Task brief: Can you set down, word for word, the passage of the alchemy text below that lies between "According to Arabic" and "noise of matter.", inclusive?

Text section:
+ + + +

Alchemists understood this entanglement as a working hypothesis. In alchemy states and shapes of matter can be transduced, transubstantiated. Consider the transformation of minerals into knowledge, the creation of the philosopher's stone or the long, careful series of transformations required to create a portable computer. The alchemical union between matter and spirit suggests different relationships between hardware and software, between man-made and earth-grown technologies. Enchanted mathematical models and operational algorithms are already mythic signifiers able to influence cultures. If we take alchemy as a serious proposition, what could become possible that isn't otherwise? In contrast to contemporary geo-engineering, which often sees itself as separate from the world, alchemy understands the world as a web of delicate connections and convoluted relationships. In an alchemical worldview, technology is less about control and more about negotiation. As much as we sense the presence of a stone, the stone might be subtly affected by our presence. Alchemical technologies are akin to the grains of sand gradually negotiating their place among their neighbours and over time fusing into rock. A solidified pattern of stone emerging from the noise of sand dunes.

According to Arabic geomancers, the masters of “science of the sand”, patterns are already present in the noise, one just needs attune to their inherent dynamics. Geomancy is about reading the landscape, a kind of elemental scrying that suggests possibilities which are able to be influenced by the intentions of the practitioner. Geomancy does not offer solutions but propositions for possible future relationships between single human lives and an indifferent universe. An algorithmic pattern finding, a structured practice to focus intent and create meaning from the noise of matter.

Alchorisma

Our intention for this session is to explore different modes of engagement with the lithic, from experiential and associative, to abstract and analytical. The emphasis here is on the practice itself rather than achieving a specific goal. Practice is about directly experiencing something and reflecting on the experience in order to refine the practice, then repeating the process. Since we'll have limted time today, we can only skim the surface of these practices, but hopefully provide enough of a taste for you to take them further.

From a practical perspective, this morning will consist of a series of short exercises. We will provide step-by-step instructions and will be online to assist if you have any questions. We'd like you to begin with a psychogeological meander through the city, guided by patterns in, on and of stones. We suggest that you do this practice individually and in silence. You will get a chance to share your experiences and insights with others once you return. We will explore your individual associations, collective impressions and emerging alchorismatic processes. We will end the morning with a session for collective feedback. In the mean time, if you have any questions, comments or feedback for us, please put them on the etherpad.


Psychogeology

duration ~ 30 mins

(slide 1 can be found at → http://locust.fo.am/instructions-psychogeology.pdf )

A psychogeological meander guided by patterns in/on/of stones.

+ + + +

Collected data:
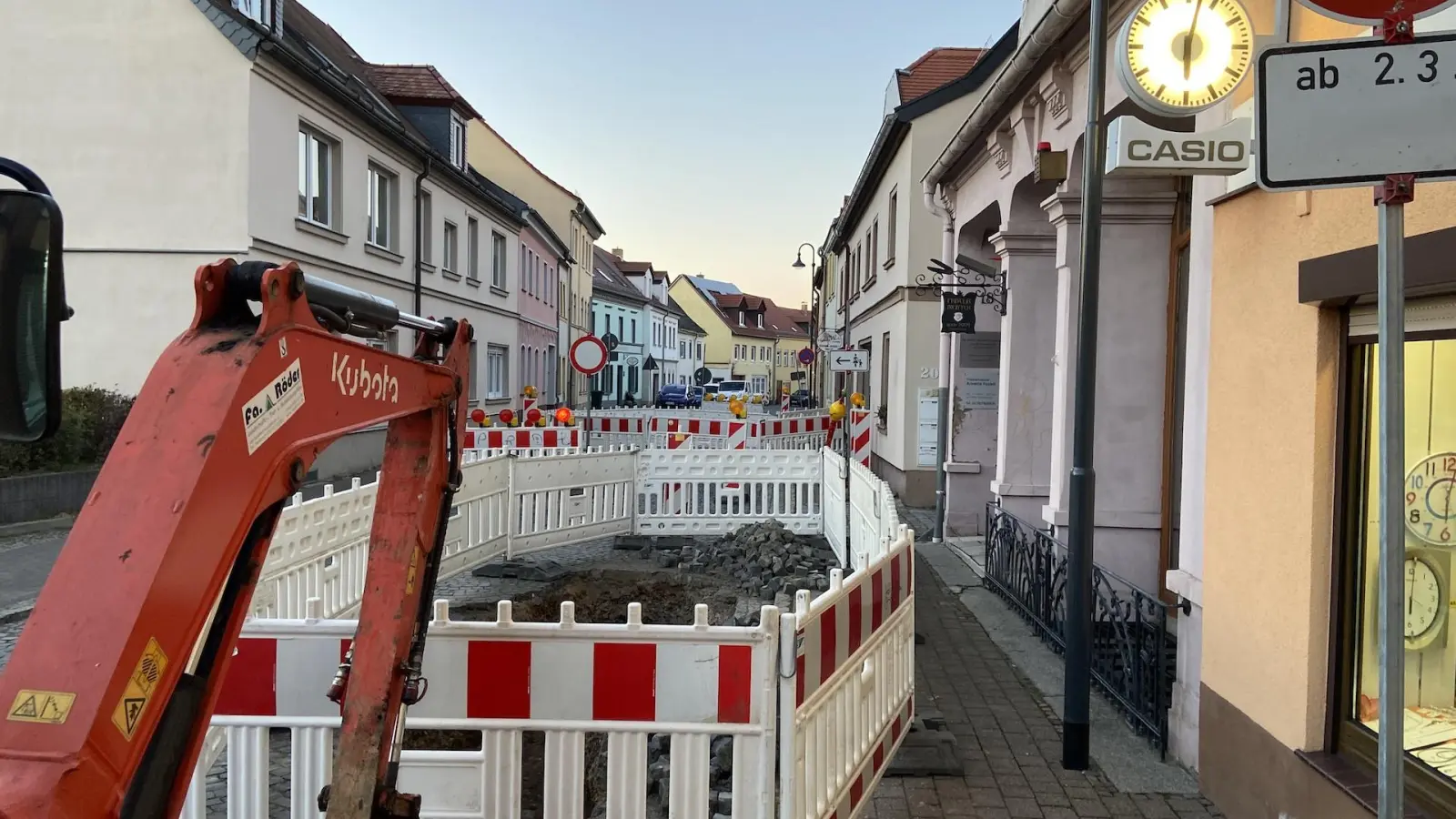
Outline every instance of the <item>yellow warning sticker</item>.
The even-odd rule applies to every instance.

+ + + +

Worked solution:
According to Arabic geomancers, the masters of “science of the sand”, patterns are already present in the noise, one just needs attune to their inherent dynamics. Geomancy is about reading the landscape, a kind of elemental scrying that suggests possibilities which are able to be influenced by the intentions of the practitioner. Geomancy does not offer solutions but propositions for possible future relationships between single human lives and an indifferent universe. An algorithmic pattern finding, a structured practice to focus intent and create meaning from the noise of matter.